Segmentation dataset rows
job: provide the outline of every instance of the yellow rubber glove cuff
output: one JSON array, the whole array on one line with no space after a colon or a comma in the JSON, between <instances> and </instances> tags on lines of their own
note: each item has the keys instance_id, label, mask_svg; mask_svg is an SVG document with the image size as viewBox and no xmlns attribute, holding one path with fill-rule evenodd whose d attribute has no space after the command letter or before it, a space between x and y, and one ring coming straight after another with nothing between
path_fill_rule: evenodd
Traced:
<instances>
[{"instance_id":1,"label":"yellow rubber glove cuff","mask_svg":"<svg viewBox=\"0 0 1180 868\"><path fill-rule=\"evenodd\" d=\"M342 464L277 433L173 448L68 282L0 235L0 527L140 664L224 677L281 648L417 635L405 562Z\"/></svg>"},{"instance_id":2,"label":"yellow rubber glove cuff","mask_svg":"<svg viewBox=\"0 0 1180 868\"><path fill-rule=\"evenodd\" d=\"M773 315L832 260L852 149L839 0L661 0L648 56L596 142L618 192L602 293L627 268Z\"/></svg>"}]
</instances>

# [To be done]
Rewrite the rows above as a JSON list of strings, with one string per line and any blank lines omitted.

# [Response to this task]
[
  "job: provide the outline of every instance of the yellow rubber glove cuff",
  "output: one JSON array, the whole array on one line with no space after a colon or a comma in the JSON, between <instances> and </instances> tags on lines of their own",
  "note: each item has the keys instance_id, label, mask_svg; mask_svg is an SVG document with the image size as viewBox and no xmlns attribute, holding one path with fill-rule evenodd whose d attribute has no space after the command letter or before it, a space between x and y, and one ring coming straight after another with nothing between",
  "path_fill_rule: evenodd",
  "Traced:",
  "<instances>",
  "[{\"instance_id\":1,\"label\":\"yellow rubber glove cuff\",\"mask_svg\":\"<svg viewBox=\\\"0 0 1180 868\\\"><path fill-rule=\\\"evenodd\\\" d=\\\"M342 464L277 433L173 448L68 282L0 235L0 527L140 664L224 677L281 648L417 635L405 562Z\\\"/></svg>\"},{\"instance_id\":2,\"label\":\"yellow rubber glove cuff\",\"mask_svg\":\"<svg viewBox=\\\"0 0 1180 868\\\"><path fill-rule=\\\"evenodd\\\" d=\\\"M773 315L832 260L852 149L839 0L661 0L648 56L596 142L618 192L602 293L627 268Z\\\"/></svg>\"}]",
  "</instances>"
]